**** DATA EXTRACT
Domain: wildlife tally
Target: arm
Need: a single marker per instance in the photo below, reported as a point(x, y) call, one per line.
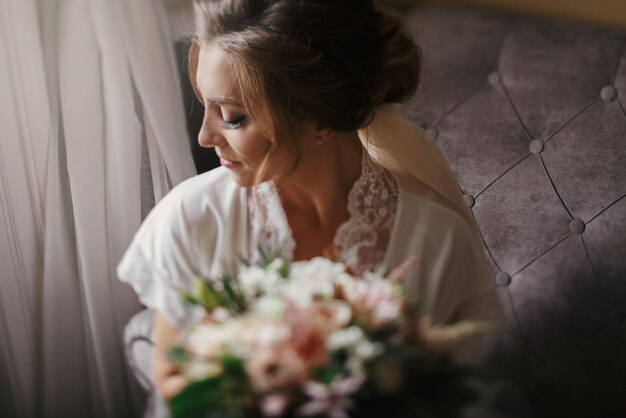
point(168, 378)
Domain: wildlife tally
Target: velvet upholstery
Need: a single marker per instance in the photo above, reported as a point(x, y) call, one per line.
point(530, 114)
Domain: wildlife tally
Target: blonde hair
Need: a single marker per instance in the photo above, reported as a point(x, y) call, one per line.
point(328, 61)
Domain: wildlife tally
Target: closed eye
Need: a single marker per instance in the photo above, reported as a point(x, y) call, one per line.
point(234, 123)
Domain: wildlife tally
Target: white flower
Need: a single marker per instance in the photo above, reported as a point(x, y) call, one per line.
point(270, 307)
point(200, 370)
point(345, 338)
point(220, 314)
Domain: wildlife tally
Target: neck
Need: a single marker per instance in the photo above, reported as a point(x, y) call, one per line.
point(317, 191)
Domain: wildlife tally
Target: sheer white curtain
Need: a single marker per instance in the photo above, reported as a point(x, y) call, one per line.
point(91, 134)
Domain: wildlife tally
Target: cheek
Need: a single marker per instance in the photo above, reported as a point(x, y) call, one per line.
point(252, 146)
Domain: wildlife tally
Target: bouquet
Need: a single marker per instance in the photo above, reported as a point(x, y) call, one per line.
point(310, 339)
********
Which lines in the entries above contain "Target"? Pull each of them out.

_RESPONSE_
Target: arm
Target: velvet upholstery
Target: blonde hair
Target: closed eye
Target: white flower
Target: neck
Target: sheer white curtain
Target: cheek
Target: bouquet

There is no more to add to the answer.